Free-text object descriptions
◇ ◇ ◇
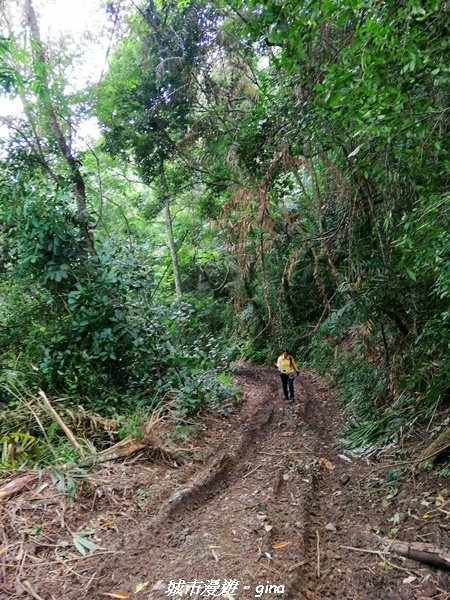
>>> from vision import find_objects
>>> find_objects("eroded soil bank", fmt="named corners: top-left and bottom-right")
top-left (2, 366), bottom-right (449, 599)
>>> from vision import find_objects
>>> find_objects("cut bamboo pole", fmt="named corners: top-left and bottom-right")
top-left (0, 473), bottom-right (38, 501)
top-left (387, 540), bottom-right (450, 571)
top-left (38, 390), bottom-right (86, 458)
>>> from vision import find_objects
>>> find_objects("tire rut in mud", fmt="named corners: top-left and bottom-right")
top-left (16, 367), bottom-right (447, 600)
top-left (156, 408), bottom-right (276, 528)
top-left (148, 370), bottom-right (334, 600)
top-left (55, 367), bottom-right (354, 600)
top-left (90, 367), bottom-right (283, 591)
top-left (278, 375), bottom-right (329, 600)
top-left (151, 372), bottom-right (281, 530)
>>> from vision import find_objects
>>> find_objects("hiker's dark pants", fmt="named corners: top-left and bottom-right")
top-left (280, 373), bottom-right (294, 399)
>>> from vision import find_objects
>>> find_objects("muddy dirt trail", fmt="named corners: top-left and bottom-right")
top-left (6, 367), bottom-right (449, 600)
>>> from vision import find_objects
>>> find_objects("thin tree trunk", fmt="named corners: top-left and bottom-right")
top-left (24, 0), bottom-right (94, 254)
top-left (258, 193), bottom-right (272, 323)
top-left (162, 197), bottom-right (182, 301)
top-left (158, 161), bottom-right (182, 300)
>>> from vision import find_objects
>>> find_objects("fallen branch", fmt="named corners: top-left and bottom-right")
top-left (38, 390), bottom-right (86, 458)
top-left (316, 530), bottom-right (321, 578)
top-left (0, 403), bottom-right (182, 500)
top-left (78, 436), bottom-right (146, 468)
top-left (340, 545), bottom-right (384, 557)
top-left (20, 580), bottom-right (46, 600)
top-left (386, 540), bottom-right (450, 571)
top-left (79, 436), bottom-right (184, 468)
top-left (418, 425), bottom-right (450, 467)
top-left (0, 473), bottom-right (38, 501)
top-left (344, 539), bottom-right (450, 571)
top-left (243, 464), bottom-right (263, 479)
top-left (78, 406), bottom-right (184, 468)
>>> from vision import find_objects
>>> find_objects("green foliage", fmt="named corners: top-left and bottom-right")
top-left (394, 192), bottom-right (450, 402)
top-left (97, 1), bottom-right (218, 183)
top-left (1, 267), bottom-right (237, 415)
top-left (217, 0), bottom-right (450, 447)
top-left (72, 529), bottom-right (100, 555)
top-left (3, 177), bottom-right (86, 282)
top-left (0, 432), bottom-right (42, 473)
top-left (48, 466), bottom-right (86, 499)
top-left (438, 460), bottom-right (450, 478)
top-left (310, 342), bottom-right (408, 450)
top-left (0, 169), bottom-right (238, 441)
top-left (0, 37), bottom-right (21, 92)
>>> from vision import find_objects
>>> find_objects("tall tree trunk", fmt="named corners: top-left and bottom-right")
top-left (24, 0), bottom-right (94, 254)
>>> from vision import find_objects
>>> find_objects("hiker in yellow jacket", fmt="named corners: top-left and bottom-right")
top-left (275, 349), bottom-right (299, 402)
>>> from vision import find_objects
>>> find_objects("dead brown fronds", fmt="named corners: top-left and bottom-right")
top-left (262, 145), bottom-right (304, 188)
top-left (3, 386), bottom-right (120, 445)
top-left (283, 245), bottom-right (305, 284)
top-left (74, 400), bottom-right (187, 470)
top-left (63, 406), bottom-right (119, 440)
top-left (177, 116), bottom-right (215, 152)
top-left (141, 401), bottom-right (188, 466)
top-left (220, 182), bottom-right (277, 320)
top-left (0, 400), bottom-right (189, 597)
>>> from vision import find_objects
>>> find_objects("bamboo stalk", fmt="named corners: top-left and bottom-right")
top-left (38, 390), bottom-right (86, 458)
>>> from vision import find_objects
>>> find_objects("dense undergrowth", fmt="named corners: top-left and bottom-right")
top-left (0, 177), bottom-right (239, 471)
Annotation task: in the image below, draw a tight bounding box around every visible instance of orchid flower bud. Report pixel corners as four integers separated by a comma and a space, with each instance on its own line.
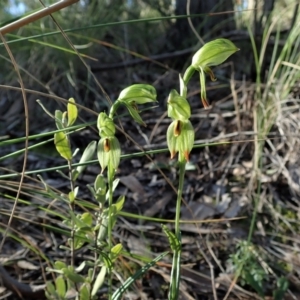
97, 112, 116, 137
167, 90, 191, 121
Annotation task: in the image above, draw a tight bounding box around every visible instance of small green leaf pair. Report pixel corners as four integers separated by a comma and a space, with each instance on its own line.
53, 98, 78, 161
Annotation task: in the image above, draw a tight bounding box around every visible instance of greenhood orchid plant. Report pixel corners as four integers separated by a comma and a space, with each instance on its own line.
41, 38, 238, 300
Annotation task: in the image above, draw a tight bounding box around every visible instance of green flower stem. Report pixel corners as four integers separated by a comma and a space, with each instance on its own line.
174, 159, 185, 237
107, 164, 115, 300
169, 246, 181, 299
109, 101, 121, 119
169, 157, 185, 299
65, 130, 75, 270
182, 65, 195, 90
68, 159, 75, 269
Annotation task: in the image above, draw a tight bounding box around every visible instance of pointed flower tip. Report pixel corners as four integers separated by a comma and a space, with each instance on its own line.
205, 67, 217, 82
170, 150, 177, 160
184, 151, 190, 162
210, 75, 217, 82
202, 98, 210, 109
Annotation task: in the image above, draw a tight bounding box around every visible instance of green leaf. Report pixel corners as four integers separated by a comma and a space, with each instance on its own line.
73, 231, 86, 250
91, 266, 107, 297
101, 252, 113, 270
94, 174, 106, 195
169, 247, 181, 300
162, 224, 181, 252
62, 112, 68, 128
55, 275, 66, 298
55, 261, 67, 270
75, 141, 96, 178
111, 178, 120, 194
54, 131, 72, 160
112, 251, 169, 300
62, 267, 85, 284
81, 212, 93, 227
68, 190, 76, 203
97, 218, 108, 243
113, 195, 125, 212
55, 110, 64, 130
76, 261, 86, 273
94, 174, 107, 204
67, 98, 78, 126
124, 103, 145, 126
86, 184, 96, 199
111, 243, 123, 262
80, 283, 91, 299
273, 277, 289, 300
69, 211, 89, 230
46, 281, 57, 295
244, 272, 264, 297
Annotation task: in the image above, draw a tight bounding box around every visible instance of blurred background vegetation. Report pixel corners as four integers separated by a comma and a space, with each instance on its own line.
0, 0, 298, 122
0, 0, 300, 299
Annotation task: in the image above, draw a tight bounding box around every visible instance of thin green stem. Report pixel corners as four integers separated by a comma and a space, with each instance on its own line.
169, 158, 185, 299
169, 246, 181, 300
67, 159, 75, 269
174, 160, 185, 237
109, 101, 121, 119
182, 66, 195, 96
1, 14, 212, 47
107, 165, 115, 300
65, 126, 76, 270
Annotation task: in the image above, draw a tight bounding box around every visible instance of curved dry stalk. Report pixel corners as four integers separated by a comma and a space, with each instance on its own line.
0, 265, 46, 299
0, 0, 79, 36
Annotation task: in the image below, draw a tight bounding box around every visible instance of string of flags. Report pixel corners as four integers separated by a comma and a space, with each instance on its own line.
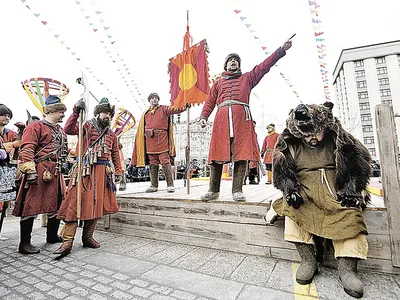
74, 0, 147, 110
308, 0, 331, 100
233, 9, 302, 103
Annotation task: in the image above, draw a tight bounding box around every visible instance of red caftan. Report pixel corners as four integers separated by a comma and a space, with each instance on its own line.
13, 121, 67, 217
261, 132, 280, 164
200, 48, 286, 163
57, 112, 122, 221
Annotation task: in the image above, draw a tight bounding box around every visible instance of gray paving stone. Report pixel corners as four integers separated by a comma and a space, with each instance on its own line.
94, 274, 115, 284
112, 272, 131, 281
50, 260, 69, 269
28, 259, 43, 266
0, 286, 11, 296
359, 271, 400, 300
123, 241, 173, 259
229, 255, 277, 286
13, 284, 34, 295
38, 263, 54, 271
92, 283, 113, 294
236, 285, 294, 300
22, 264, 37, 272
110, 290, 135, 299
31, 269, 46, 277
42, 274, 59, 283
48, 267, 67, 276
77, 278, 97, 287
170, 248, 218, 271
64, 273, 80, 281
34, 281, 53, 292
47, 288, 70, 299
264, 260, 295, 294
3, 278, 19, 288
130, 278, 150, 287
147, 244, 196, 265
97, 268, 115, 276
142, 265, 244, 300
3, 294, 25, 300
22, 276, 41, 285
129, 286, 154, 298
0, 273, 10, 280
82, 263, 100, 271
197, 251, 245, 278
84, 252, 156, 275
149, 284, 173, 295
71, 286, 90, 297
169, 290, 196, 300
149, 295, 177, 300
65, 265, 81, 273
10, 260, 25, 268
88, 294, 109, 300
26, 291, 47, 300
2, 266, 17, 274
100, 235, 153, 253
11, 270, 28, 278
65, 296, 84, 300
56, 280, 76, 289
2, 256, 16, 263
80, 270, 97, 278
110, 281, 132, 291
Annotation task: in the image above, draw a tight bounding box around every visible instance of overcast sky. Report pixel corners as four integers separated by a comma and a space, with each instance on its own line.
1, 0, 399, 141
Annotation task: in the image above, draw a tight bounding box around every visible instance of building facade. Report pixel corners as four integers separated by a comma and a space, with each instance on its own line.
332, 40, 400, 159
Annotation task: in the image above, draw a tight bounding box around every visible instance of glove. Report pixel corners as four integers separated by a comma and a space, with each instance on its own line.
26, 171, 38, 185
14, 122, 26, 129
337, 194, 361, 208
115, 175, 122, 183
74, 99, 86, 113
199, 118, 207, 128
285, 191, 304, 209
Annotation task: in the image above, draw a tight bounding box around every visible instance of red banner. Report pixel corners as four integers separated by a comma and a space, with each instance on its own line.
169, 40, 210, 108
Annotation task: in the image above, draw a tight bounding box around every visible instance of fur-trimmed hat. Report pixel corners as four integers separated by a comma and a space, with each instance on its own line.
94, 97, 115, 117
43, 95, 67, 114
267, 123, 275, 129
147, 93, 160, 101
224, 53, 241, 71
0, 104, 13, 119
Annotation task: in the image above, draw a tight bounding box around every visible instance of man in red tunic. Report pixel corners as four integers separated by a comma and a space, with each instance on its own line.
132, 93, 185, 193
54, 98, 122, 256
0, 104, 20, 210
261, 123, 280, 184
13, 96, 68, 254
199, 40, 292, 201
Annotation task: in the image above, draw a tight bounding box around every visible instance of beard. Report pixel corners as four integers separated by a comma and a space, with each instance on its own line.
97, 116, 110, 129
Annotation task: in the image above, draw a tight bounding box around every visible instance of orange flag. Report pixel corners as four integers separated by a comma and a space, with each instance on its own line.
169, 39, 210, 109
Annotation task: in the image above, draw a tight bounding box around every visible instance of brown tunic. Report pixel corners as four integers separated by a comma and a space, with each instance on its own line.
13, 121, 67, 217
57, 113, 121, 221
273, 137, 368, 240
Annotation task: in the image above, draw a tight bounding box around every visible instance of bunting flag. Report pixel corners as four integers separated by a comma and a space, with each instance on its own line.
233, 9, 302, 102
19, 0, 121, 104
74, 0, 146, 109
307, 0, 331, 100
169, 40, 210, 109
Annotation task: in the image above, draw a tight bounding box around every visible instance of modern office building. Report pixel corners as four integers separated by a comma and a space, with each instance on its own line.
332, 40, 400, 159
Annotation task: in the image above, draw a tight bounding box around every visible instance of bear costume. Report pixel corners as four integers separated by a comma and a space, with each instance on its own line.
272, 102, 371, 298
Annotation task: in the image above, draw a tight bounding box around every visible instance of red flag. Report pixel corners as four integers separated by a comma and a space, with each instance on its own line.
169, 40, 210, 108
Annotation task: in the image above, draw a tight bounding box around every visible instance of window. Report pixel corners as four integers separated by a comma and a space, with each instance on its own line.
377, 67, 387, 75
382, 100, 393, 105
354, 60, 364, 67
368, 148, 376, 156
362, 125, 373, 132
359, 102, 370, 110
375, 57, 386, 64
355, 70, 365, 77
361, 113, 371, 121
358, 91, 368, 99
380, 89, 391, 96
357, 81, 367, 88
364, 137, 374, 144
378, 78, 389, 86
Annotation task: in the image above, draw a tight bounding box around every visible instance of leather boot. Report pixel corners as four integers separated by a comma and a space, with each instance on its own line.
46, 215, 62, 243
232, 160, 247, 201
145, 165, 159, 192
53, 222, 78, 256
295, 243, 318, 285
162, 164, 175, 192
338, 257, 363, 298
119, 173, 127, 191
266, 170, 272, 184
19, 218, 40, 254
201, 164, 223, 201
82, 219, 100, 248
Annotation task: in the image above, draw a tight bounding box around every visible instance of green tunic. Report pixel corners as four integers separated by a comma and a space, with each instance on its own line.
273, 137, 368, 240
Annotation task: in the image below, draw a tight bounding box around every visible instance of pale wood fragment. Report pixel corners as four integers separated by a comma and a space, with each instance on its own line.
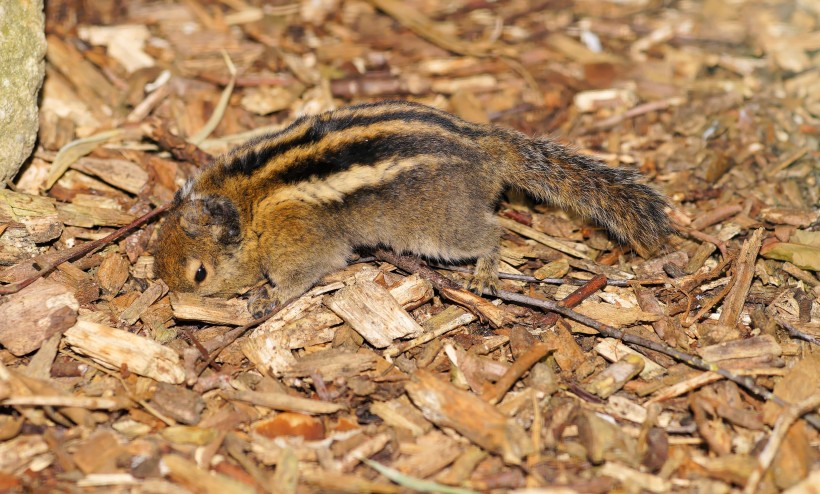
72, 157, 149, 195
265, 309, 341, 350
369, 395, 432, 436
220, 389, 344, 414
595, 338, 665, 380
390, 430, 462, 478
0, 189, 62, 243
498, 216, 591, 259
405, 369, 533, 465
326, 279, 424, 348
300, 469, 400, 494
598, 461, 670, 493
435, 446, 487, 486
55, 201, 135, 228
119, 280, 168, 325
339, 432, 392, 473
282, 348, 377, 378
21, 333, 62, 380
0, 435, 49, 473
2, 395, 130, 410
0, 277, 78, 356
64, 319, 185, 384
242, 288, 334, 375
161, 454, 255, 494
567, 300, 661, 335
759, 207, 819, 227
270, 447, 298, 494
586, 353, 646, 398
170, 292, 254, 325
697, 334, 782, 363
386, 273, 434, 310
384, 305, 475, 358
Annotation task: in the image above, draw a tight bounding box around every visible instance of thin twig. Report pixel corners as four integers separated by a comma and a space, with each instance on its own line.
430, 263, 666, 287
776, 318, 820, 346
492, 288, 820, 431
677, 225, 729, 259
482, 342, 552, 404
0, 204, 170, 295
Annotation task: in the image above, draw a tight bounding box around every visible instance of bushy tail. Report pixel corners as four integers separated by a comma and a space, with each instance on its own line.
500, 131, 672, 256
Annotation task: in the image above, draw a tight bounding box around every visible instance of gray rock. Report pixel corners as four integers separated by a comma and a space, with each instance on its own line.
0, 0, 46, 186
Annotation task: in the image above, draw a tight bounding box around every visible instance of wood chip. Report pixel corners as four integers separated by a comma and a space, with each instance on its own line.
405, 369, 533, 465
326, 279, 424, 348
64, 319, 185, 384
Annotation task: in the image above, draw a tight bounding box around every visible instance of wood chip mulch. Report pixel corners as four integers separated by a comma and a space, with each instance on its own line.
1, 0, 818, 492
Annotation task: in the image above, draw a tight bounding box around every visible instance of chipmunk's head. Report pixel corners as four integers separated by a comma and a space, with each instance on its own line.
154, 189, 261, 297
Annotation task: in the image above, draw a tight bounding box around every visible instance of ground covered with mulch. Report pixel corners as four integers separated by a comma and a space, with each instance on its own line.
1, 0, 818, 492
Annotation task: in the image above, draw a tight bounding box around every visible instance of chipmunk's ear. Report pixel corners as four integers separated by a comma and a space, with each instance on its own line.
178, 195, 241, 244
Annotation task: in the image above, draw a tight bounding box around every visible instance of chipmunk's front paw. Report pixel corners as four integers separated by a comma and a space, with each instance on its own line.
247, 285, 280, 319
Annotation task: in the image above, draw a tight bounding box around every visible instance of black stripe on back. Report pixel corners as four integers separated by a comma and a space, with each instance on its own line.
224, 102, 487, 176
278, 130, 484, 184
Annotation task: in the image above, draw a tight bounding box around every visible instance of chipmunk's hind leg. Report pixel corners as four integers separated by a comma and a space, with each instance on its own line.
437, 211, 502, 296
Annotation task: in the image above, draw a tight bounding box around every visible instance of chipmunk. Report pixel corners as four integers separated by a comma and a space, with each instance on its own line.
155, 101, 671, 313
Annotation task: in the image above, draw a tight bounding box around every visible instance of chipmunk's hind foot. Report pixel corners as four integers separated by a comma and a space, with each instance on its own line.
468, 250, 500, 296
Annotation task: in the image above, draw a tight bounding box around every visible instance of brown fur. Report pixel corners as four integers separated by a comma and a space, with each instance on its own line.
154, 101, 671, 313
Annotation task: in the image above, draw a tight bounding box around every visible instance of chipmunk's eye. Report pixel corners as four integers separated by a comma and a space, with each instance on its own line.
194, 264, 207, 283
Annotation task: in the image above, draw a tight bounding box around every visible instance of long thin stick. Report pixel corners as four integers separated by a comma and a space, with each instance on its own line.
0, 203, 171, 295
494, 288, 820, 430
376, 251, 820, 430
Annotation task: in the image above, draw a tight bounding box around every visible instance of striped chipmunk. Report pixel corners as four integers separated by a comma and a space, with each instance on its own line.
155, 100, 671, 315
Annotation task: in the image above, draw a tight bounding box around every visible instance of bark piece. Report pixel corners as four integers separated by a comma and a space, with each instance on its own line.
149, 382, 205, 425
595, 338, 665, 380
72, 157, 149, 195
221, 389, 344, 414
405, 369, 533, 465
0, 278, 78, 356
719, 228, 764, 327
390, 430, 462, 478
96, 253, 131, 297
253, 412, 325, 441
162, 454, 255, 494
72, 430, 122, 474
0, 189, 62, 243
576, 409, 638, 466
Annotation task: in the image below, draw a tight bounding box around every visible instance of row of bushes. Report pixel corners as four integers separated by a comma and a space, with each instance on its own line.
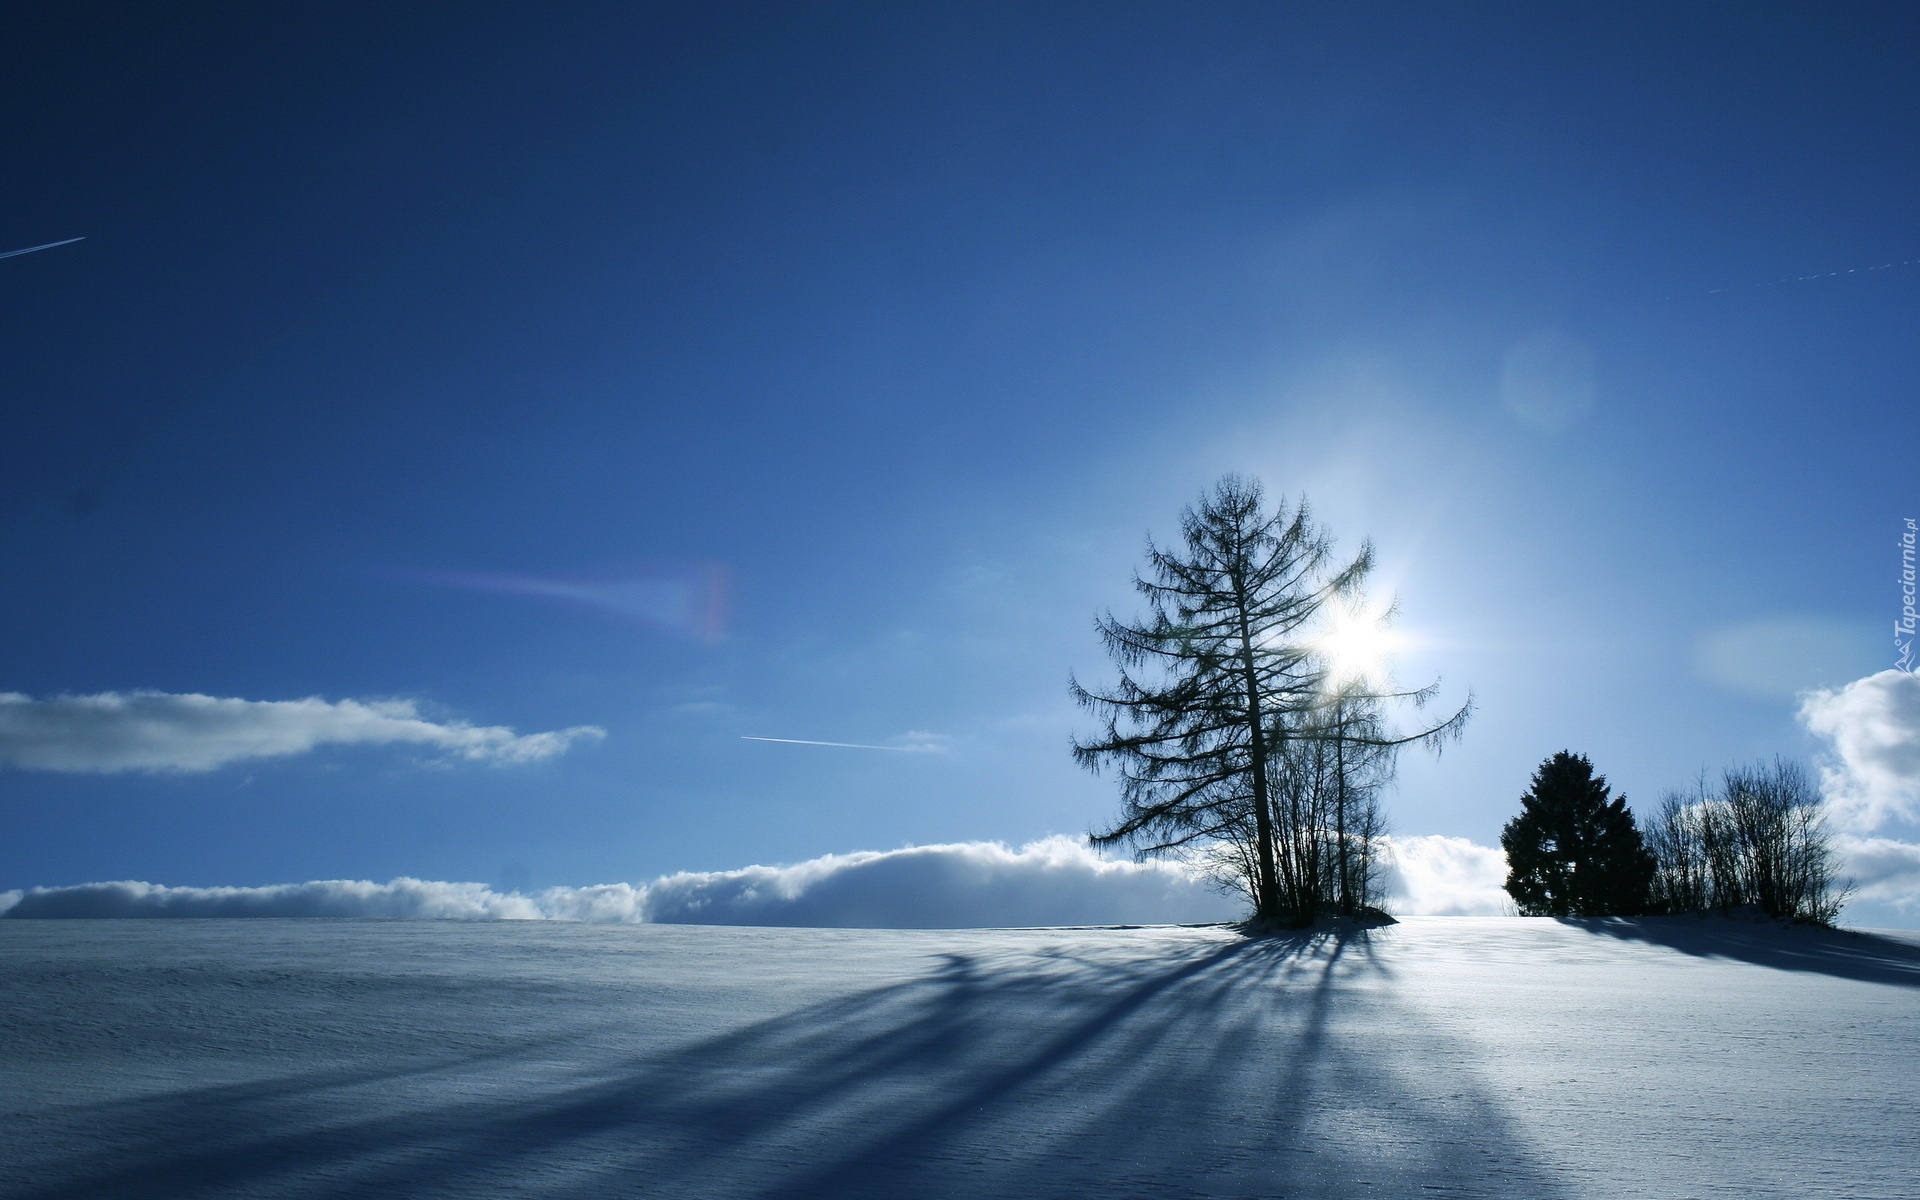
1500, 752, 1846, 925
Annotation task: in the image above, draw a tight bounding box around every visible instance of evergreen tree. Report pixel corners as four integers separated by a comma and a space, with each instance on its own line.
1501, 752, 1655, 916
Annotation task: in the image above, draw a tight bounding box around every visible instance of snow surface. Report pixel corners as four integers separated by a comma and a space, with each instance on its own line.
1, 917, 1915, 1199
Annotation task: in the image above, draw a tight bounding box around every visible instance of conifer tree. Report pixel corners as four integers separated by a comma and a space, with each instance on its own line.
1501, 752, 1655, 917
1074, 476, 1469, 927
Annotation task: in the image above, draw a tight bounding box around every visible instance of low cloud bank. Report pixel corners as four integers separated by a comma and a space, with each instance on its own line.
0, 878, 551, 920
0, 690, 603, 773
1382, 835, 1512, 916
2, 836, 1521, 925
642, 838, 1232, 928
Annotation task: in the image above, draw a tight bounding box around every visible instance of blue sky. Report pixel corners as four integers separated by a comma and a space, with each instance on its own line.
3, 3, 1917, 922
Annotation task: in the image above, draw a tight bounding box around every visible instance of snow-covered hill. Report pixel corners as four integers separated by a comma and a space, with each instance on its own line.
2, 917, 1914, 1199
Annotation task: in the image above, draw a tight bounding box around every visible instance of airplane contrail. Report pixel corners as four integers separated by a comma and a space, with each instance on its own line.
0, 236, 85, 261
1701, 256, 1919, 296
742, 735, 922, 752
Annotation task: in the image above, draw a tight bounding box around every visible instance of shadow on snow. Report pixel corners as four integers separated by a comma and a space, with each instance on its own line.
1562, 916, 1920, 989
9, 930, 1567, 1200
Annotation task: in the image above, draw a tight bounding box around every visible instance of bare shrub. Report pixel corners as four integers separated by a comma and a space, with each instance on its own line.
1648, 759, 1848, 925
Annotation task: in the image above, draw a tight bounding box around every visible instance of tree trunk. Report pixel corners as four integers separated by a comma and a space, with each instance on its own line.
1245, 683, 1279, 921
1235, 572, 1281, 923
1334, 696, 1351, 915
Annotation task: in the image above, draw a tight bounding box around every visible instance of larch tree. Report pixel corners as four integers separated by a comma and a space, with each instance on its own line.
1072, 475, 1470, 928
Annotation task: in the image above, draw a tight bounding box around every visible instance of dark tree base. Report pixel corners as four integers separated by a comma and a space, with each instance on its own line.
1237, 906, 1399, 937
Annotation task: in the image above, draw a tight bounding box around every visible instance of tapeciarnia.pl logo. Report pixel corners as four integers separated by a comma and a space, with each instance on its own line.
1899, 518, 1917, 672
◇ ◇ ◇
▸ PROBLEM DETAILS
Write out word for word every line from the one containing "instance of larch" through the last line of the data, and no other line.

▸ SOLVED EXERCISE
Annotation task: in the image above, draw a tight bounding box around every visible instance of larch tree. Report pixel corners as four integers separated by a comma and a space, with each instance on its own line.
1072, 475, 1470, 928
Annotation task: in the image above, draw a tight bounding box around every visible instance of dark tree base. Report pixel corners as four integers separated by a comma and a space, with each instance on its own line.
1237, 906, 1399, 937
Annotation task: in the image above, draw a tight bounding box around every visible instance of tapeciarnia.pl logo. Report pixel corners as four integers separated by a comma and a space, with each instance on its own line.
1899, 518, 1917, 672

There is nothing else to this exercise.